** TEXT SEGMENT follows **
In settings where there is limited access for serum vitamin D measurement, physicians can therefore preliminarily prescribe a high-dose vitamin D2 (60,000 IU per week) for 12 weeks and then switch to a maintenance dose of vitamin D2 (10,000 or 20,000 IU per week). It is important to emphasize that a maintenance dose of vitamin D is required after a period of high-dose vitamin D supplementation to maintain sufficient vitamin D status [10]. Bacon CJ et al. [26] reported the long-term sustainability of serum 25(OH)D level via a maintenance dose of vitamin D3 of 50,000 IU per month following a single bolus dose of vitamin D3 500,000 IU.
There is a trend toward increased serum vitamin D measurement worldwide [27]. This increased number of laboratory tests substantially impact healthcare expenditures [28]. In Australia, the cost of vitamin D measurement increased an average of 59% each year, with a forecasted total cost of vitamin D measurement of A$95.6 million in 2010 [29]. In the United States, there was an 83-fold increase in the reimbursement volume for serum 25(OH)D tests from 2000 to 2010 [30]. Similarly – in the UK, the measurement of serum vitamin D was increased approximately 50-fold from 2005 to 2015 [31]. Since the laboratory cost of vitamin D measurement is quite high, the protocol to check serum vitamin D, both pre- and post-treatment, has burdened many medical centers. At our center, the cost of each serum 25(OH)D test is approximately US$30. With an estimated 42,000 hip fractures in Thailand in 2018 [32], evaluating serum vitamin D before and after supplementation would cost approximately US$2,520,000 per year. Since our preliminary high-dose vitamin D supplementation is effective and safe, this protocol is a cost-effective strategy for treating low vitamin D status in elderly patients with hip fracture without measuring serum vitamin D level.
** End of TEXT SEGMENT **
** PROVIDED RECORDS follows **
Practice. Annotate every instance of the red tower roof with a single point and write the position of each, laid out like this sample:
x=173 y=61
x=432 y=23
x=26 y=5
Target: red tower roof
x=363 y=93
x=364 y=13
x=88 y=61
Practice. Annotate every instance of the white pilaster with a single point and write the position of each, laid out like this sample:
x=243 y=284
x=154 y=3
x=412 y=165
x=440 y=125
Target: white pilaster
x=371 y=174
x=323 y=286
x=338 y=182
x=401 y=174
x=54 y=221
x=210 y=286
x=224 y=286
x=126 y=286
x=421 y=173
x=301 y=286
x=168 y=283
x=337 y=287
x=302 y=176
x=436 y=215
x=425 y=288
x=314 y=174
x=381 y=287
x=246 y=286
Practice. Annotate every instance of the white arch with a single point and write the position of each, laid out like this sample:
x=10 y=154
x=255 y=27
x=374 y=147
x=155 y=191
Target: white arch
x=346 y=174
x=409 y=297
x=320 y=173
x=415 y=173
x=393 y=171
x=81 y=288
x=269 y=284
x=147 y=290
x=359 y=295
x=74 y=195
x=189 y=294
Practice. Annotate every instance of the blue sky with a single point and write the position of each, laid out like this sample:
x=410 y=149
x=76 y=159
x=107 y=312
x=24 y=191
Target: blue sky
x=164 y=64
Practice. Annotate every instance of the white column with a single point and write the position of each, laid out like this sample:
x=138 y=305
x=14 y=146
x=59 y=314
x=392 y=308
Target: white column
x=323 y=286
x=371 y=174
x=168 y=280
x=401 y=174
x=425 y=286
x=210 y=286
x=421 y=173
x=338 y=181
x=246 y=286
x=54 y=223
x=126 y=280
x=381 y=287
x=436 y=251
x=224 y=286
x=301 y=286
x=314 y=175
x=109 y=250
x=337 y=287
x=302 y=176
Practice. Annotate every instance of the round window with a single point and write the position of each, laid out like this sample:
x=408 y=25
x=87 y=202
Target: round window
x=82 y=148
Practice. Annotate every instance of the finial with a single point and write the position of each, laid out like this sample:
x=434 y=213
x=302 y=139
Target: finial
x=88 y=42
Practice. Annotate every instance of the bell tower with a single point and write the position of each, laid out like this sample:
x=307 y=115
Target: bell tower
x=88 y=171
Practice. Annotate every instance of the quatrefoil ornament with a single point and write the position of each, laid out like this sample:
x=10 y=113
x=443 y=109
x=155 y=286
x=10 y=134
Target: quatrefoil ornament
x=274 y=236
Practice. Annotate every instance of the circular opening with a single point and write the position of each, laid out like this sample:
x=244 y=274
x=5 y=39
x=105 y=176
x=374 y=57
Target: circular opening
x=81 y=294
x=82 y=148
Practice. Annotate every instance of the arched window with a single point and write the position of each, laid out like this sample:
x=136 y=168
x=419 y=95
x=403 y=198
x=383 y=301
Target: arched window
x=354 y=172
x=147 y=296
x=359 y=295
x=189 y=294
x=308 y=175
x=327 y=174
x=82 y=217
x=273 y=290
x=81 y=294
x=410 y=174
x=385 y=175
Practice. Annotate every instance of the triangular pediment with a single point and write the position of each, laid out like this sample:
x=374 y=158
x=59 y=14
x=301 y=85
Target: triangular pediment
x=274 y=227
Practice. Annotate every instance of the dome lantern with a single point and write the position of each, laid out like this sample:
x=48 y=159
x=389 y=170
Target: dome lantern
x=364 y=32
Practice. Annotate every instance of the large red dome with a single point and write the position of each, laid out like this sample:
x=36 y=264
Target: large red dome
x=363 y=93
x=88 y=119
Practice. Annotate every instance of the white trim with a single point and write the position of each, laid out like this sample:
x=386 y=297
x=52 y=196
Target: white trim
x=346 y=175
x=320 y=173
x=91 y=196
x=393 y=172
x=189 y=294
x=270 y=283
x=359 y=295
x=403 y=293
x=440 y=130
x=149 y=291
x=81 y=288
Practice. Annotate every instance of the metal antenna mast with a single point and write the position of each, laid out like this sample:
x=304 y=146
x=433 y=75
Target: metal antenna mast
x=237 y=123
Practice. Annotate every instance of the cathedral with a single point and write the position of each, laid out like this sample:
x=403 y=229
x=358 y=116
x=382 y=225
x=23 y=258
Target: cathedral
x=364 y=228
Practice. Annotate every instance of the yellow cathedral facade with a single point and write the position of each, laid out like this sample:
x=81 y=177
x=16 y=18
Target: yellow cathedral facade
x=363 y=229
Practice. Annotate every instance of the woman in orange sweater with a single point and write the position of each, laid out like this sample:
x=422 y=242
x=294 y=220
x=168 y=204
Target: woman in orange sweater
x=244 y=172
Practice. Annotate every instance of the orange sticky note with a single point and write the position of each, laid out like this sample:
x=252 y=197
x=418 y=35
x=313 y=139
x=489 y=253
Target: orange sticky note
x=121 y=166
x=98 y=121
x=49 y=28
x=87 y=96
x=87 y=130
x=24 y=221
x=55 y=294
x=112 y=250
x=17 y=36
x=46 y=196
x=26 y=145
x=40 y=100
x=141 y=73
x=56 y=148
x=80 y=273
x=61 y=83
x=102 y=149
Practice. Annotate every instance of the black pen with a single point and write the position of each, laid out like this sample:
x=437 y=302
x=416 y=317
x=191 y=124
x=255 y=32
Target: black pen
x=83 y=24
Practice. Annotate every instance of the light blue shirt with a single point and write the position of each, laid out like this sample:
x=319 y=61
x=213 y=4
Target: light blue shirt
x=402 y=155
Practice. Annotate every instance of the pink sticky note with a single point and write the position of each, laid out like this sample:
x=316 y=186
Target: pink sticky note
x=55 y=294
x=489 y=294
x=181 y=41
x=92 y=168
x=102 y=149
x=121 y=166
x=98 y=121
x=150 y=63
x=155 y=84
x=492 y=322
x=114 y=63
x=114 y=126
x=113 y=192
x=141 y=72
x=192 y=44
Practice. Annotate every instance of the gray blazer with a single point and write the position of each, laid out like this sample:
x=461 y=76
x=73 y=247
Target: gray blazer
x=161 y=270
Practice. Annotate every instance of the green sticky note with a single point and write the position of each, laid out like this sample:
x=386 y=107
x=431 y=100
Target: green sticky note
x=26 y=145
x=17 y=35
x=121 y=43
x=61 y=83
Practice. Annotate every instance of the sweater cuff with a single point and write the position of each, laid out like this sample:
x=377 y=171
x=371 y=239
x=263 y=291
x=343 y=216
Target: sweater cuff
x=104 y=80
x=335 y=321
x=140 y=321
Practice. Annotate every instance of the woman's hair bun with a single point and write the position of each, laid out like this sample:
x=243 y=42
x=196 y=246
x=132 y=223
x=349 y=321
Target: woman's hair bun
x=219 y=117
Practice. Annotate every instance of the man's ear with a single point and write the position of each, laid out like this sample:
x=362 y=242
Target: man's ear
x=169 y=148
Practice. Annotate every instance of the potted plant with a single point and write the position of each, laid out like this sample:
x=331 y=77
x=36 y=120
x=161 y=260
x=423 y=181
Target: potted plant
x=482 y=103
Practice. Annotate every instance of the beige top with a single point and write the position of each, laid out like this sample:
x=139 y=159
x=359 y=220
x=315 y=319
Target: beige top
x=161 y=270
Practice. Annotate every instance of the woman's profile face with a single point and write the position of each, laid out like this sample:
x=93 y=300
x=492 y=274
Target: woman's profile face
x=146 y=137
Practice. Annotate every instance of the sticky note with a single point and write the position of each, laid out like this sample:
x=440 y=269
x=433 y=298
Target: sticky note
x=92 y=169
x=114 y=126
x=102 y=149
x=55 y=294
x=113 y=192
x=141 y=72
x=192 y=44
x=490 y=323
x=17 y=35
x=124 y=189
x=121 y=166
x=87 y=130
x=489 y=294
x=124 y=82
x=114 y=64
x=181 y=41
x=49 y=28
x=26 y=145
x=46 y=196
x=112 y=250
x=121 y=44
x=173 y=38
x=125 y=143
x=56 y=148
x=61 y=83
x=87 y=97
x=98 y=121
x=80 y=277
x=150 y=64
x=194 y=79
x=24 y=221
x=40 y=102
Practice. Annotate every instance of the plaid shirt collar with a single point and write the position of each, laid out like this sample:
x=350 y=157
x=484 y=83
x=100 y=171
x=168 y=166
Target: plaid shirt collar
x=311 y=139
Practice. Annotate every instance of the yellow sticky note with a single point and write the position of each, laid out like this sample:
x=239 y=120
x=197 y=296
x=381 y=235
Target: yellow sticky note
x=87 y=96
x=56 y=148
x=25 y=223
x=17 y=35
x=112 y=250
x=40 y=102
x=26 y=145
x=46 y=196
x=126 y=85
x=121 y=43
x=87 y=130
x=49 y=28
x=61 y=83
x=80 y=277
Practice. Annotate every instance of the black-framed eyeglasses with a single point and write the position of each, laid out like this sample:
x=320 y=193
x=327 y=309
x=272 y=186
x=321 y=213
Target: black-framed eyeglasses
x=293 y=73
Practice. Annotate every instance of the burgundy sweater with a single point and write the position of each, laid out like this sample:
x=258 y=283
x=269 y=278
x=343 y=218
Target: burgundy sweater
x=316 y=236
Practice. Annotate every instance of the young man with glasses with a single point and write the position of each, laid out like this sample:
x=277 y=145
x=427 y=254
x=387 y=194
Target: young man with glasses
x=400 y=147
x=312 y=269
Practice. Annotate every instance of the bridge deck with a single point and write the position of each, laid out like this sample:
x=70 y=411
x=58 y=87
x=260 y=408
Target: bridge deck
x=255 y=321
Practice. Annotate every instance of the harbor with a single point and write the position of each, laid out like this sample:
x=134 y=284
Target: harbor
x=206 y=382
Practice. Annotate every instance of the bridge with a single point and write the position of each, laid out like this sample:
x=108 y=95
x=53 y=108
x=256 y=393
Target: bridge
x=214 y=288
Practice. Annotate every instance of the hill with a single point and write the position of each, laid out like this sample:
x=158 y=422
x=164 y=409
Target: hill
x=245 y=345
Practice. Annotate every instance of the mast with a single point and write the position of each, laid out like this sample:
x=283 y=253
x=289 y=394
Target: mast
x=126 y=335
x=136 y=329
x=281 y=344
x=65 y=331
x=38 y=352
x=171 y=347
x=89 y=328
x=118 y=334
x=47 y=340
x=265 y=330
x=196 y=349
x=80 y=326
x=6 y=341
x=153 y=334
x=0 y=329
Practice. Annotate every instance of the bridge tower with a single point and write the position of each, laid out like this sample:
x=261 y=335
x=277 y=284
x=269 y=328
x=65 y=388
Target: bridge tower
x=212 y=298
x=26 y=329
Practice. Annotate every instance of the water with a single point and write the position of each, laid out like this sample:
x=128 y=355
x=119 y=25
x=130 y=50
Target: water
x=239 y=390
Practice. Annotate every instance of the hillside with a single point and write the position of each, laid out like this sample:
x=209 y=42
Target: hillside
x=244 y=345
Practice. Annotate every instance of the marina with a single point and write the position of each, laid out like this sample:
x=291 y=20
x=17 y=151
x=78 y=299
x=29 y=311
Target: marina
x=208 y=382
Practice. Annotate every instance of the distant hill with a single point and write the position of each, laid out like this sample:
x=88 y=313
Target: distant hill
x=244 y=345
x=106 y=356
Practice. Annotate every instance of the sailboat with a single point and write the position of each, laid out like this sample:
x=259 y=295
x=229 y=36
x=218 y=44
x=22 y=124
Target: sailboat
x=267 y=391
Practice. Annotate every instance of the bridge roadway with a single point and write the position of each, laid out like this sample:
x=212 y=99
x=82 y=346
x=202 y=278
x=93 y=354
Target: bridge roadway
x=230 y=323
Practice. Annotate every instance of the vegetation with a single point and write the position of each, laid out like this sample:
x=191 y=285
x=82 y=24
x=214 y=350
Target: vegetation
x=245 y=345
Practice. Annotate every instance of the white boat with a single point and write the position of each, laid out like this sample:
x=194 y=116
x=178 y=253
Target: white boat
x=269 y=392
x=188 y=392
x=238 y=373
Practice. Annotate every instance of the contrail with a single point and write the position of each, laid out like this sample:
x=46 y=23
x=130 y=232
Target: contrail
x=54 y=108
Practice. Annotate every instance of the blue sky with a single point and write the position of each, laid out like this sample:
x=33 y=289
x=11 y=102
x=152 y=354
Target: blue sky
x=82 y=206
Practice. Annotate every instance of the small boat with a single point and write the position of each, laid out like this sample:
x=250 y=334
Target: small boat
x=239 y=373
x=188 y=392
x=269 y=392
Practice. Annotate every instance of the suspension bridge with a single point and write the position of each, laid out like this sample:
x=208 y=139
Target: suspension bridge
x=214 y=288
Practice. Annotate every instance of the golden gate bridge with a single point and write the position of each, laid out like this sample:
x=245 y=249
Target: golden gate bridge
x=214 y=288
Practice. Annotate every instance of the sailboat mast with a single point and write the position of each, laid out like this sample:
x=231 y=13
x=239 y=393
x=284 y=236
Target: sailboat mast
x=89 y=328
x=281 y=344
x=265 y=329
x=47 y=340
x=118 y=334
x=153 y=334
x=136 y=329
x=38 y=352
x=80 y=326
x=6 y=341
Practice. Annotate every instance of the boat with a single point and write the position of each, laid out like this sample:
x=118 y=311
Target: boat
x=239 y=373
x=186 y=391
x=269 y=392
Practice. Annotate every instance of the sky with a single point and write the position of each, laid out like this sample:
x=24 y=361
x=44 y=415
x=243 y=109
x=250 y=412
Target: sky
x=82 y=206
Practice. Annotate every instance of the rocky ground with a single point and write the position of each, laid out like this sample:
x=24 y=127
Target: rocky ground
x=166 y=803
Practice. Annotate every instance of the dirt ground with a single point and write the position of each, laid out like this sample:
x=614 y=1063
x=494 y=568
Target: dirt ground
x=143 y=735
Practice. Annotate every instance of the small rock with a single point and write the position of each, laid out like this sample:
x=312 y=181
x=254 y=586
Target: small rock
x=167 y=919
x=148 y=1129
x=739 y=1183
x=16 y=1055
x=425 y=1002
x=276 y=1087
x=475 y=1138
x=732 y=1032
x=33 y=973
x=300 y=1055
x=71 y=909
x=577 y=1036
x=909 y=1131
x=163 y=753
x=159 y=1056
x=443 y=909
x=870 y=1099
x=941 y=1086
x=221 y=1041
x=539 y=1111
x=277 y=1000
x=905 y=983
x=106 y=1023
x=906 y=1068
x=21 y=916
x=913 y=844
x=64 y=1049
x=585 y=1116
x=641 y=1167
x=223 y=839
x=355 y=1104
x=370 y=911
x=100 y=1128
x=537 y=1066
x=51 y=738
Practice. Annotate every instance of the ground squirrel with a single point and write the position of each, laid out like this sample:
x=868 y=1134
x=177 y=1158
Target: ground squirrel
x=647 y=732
** End of PROVIDED RECORDS **
• **WORK REQUIRED**
Extract the full text on vitamin D dosing and testing costs word for word, with nothing left out or changed. The records are separate material and have no connection to the text on vitamin D dosing and testing costs.

• **WRITTEN REPLY**
In settings where there is limited access for serum vitamin D measurement, physicians can therefore preliminarily prescribe a high-dose vitamin D2 (60,000 IU per week) for 12 weeks and then switch to a maintenance dose of vitamin D2 (10,000 or 20,000 IU per week). It is important to emphasize that a maintenance dose of vitamin D is required after a period of high-dose vitamin D supplementation to maintain sufficient vitamin D status [10]. Bacon CJ et al. [26] reported the long-term sustainability of serum 25(OH)D level via a maintenance dose of vitamin D3 of 50,000 IU per month following a single bolus dose of vitamin D3 500,000 IU.
There is a trend toward increased serum vitamin D measurement worldwide [27]. This increased number of laboratory tests substantially impact healthcare expenditures [28]. In Australia, the cost of vitamin D measurement increased an average of 59% each year, with a forecasted total cost of vitamin D measurement of A$95.6 million in 2010 [29]. In the United States, there was an 83-fold increase in the reimbursement volume for serum 25(OH)D tests from 2000 to 2010 [30]. Similarly – in the UK, the measurement of serum vitamin D was increased approximately 50-fold from 2005 to 2015 [31]. Since the laboratory cost of vitamin D measurement is quite high, the protocol to check serum vitamin D, both pre- and post-treatment, has burdened many medical centers. At our center, the cost of each serum 25(OH)D test is approximately US$30. With an estimated 42,000 hip fractures in Thailand in 2018 [32], evaluating serum vitamin D before and after supplementation would cost approximately US$2,520,000 per year. Since our preliminary high-dose vitamin D supplementation is effective and safe, this protocol is a cost-effective strategy for treating low vitamin D status in elderly patients with hip fracture without measuring serum vitamin D level.